══ EXERCISE DATA

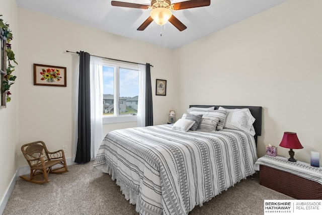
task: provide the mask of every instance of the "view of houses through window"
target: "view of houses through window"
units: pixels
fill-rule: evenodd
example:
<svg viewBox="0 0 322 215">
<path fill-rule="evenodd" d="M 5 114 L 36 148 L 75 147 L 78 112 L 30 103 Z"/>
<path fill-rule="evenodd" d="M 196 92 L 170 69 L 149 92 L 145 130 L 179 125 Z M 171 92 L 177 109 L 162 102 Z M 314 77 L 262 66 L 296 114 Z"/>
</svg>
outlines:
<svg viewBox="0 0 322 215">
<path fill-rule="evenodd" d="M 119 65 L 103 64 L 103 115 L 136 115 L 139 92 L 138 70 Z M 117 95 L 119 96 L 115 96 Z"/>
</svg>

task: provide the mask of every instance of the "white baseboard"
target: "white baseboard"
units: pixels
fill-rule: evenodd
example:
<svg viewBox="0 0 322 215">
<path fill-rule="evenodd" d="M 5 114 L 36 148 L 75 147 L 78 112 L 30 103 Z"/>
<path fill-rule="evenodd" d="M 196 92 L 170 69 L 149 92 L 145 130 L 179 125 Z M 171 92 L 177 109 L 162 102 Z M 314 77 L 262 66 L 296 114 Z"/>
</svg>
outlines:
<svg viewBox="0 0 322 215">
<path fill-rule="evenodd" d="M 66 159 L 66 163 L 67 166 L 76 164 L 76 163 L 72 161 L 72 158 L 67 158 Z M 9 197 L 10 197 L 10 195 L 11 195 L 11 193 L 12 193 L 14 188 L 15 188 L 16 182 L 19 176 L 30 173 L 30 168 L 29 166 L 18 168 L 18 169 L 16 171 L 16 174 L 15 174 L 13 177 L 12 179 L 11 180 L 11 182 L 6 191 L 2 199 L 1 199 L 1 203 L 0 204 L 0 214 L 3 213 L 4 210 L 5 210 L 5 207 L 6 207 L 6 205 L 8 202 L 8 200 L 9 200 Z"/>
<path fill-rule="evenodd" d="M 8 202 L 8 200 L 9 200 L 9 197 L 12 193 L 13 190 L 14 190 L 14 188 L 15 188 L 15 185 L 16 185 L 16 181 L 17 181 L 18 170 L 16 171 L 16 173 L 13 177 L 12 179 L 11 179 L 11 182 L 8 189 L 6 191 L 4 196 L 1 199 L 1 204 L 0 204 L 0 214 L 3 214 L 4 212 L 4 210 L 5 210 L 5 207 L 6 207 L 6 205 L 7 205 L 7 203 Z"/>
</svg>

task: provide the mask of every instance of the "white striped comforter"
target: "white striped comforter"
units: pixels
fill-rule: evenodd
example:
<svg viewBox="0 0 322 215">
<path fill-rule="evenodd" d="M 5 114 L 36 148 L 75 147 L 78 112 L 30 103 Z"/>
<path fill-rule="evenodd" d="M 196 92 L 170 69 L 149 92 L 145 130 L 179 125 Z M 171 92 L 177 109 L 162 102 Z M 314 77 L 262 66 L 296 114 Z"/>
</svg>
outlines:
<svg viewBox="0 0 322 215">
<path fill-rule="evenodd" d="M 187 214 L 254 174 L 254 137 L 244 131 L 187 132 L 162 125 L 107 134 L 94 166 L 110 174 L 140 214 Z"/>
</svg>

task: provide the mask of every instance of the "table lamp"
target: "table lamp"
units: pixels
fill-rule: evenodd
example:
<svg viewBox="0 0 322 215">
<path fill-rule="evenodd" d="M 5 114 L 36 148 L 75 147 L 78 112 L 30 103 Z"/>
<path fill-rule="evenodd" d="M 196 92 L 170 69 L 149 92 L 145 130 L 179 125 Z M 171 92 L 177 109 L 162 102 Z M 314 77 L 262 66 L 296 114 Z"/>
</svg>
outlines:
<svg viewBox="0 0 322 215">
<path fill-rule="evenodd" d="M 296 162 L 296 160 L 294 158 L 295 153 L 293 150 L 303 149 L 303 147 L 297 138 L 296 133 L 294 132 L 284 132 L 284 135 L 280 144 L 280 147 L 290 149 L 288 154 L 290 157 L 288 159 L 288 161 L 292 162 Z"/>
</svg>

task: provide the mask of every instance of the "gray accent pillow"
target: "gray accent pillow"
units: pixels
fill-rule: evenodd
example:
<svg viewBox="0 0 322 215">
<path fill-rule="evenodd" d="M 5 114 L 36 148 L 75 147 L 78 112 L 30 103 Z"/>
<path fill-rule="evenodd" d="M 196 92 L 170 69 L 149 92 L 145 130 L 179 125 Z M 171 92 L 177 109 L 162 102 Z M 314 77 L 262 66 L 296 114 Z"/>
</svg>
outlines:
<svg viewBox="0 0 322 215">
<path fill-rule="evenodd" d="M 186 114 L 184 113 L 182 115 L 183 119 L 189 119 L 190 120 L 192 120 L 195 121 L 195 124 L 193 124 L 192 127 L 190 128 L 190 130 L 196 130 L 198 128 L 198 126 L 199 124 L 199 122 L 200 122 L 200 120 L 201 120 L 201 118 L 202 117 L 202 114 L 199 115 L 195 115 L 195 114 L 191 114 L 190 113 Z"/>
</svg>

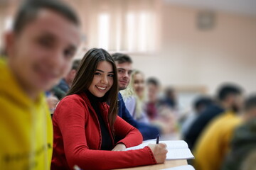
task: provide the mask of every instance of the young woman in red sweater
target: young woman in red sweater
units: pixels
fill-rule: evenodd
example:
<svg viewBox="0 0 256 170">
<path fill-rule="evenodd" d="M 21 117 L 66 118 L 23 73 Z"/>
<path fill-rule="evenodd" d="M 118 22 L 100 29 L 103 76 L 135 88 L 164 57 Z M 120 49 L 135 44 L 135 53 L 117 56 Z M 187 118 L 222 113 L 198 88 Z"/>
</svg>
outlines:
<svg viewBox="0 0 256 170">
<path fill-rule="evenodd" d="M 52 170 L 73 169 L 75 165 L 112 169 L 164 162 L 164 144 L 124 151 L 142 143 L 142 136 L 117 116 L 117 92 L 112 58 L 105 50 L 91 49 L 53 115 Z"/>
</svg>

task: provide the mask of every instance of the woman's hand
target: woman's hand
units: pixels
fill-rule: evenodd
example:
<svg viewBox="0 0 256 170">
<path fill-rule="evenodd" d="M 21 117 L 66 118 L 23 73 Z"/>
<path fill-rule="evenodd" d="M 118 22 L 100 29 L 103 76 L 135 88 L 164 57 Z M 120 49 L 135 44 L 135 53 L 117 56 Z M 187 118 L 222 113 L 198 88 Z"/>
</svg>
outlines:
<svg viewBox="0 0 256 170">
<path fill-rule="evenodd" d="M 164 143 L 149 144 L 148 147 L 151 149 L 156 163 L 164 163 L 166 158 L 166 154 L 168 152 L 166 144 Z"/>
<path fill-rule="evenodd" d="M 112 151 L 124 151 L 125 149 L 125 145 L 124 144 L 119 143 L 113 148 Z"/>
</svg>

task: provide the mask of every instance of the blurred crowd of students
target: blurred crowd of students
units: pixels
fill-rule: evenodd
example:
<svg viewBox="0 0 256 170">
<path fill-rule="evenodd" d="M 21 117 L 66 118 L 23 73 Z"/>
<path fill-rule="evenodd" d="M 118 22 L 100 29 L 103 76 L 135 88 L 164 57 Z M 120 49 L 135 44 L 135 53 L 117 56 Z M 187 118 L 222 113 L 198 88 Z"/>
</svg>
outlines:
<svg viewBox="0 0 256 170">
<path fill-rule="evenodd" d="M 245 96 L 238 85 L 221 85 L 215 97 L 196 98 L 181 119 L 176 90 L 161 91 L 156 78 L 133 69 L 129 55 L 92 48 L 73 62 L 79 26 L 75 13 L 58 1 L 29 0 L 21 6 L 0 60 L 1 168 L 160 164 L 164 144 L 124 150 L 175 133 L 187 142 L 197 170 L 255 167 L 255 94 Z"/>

════

* THE PROBLEM *
Pick out every line in the entries above that contains the string "hand", and copy each one. Matches are case-sensitive.

* EXERCISE SOLUTION *
task: provide the mask of every instance of the woman's hand
target: woman's hand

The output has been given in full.